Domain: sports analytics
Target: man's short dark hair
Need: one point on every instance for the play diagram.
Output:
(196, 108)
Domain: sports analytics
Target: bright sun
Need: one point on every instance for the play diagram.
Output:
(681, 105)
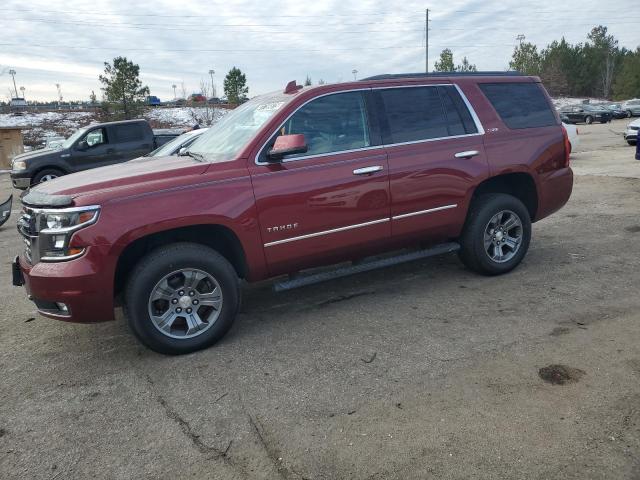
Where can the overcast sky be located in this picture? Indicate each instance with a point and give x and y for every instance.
(274, 42)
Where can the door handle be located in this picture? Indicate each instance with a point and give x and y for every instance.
(467, 154)
(367, 170)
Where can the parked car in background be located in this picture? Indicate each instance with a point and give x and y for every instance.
(585, 114)
(574, 135)
(153, 101)
(632, 107)
(54, 142)
(616, 110)
(174, 146)
(631, 134)
(457, 162)
(90, 147)
(18, 105)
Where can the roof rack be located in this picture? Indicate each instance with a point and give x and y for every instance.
(391, 76)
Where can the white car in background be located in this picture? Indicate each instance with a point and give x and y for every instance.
(574, 138)
(631, 135)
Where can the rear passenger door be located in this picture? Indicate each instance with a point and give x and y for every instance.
(436, 157)
(332, 202)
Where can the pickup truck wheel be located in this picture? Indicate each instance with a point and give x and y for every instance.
(46, 175)
(496, 234)
(181, 298)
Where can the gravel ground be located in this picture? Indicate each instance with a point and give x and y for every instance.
(418, 371)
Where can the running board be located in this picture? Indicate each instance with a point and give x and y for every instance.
(310, 279)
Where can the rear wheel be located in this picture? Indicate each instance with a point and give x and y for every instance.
(46, 175)
(181, 298)
(496, 234)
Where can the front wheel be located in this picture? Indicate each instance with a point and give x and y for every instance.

### Required work
Spot every line in the entries that includes the word "Target", and copy each one out.

### Answer for the task
Target: man's short dark hair
Target: bright sun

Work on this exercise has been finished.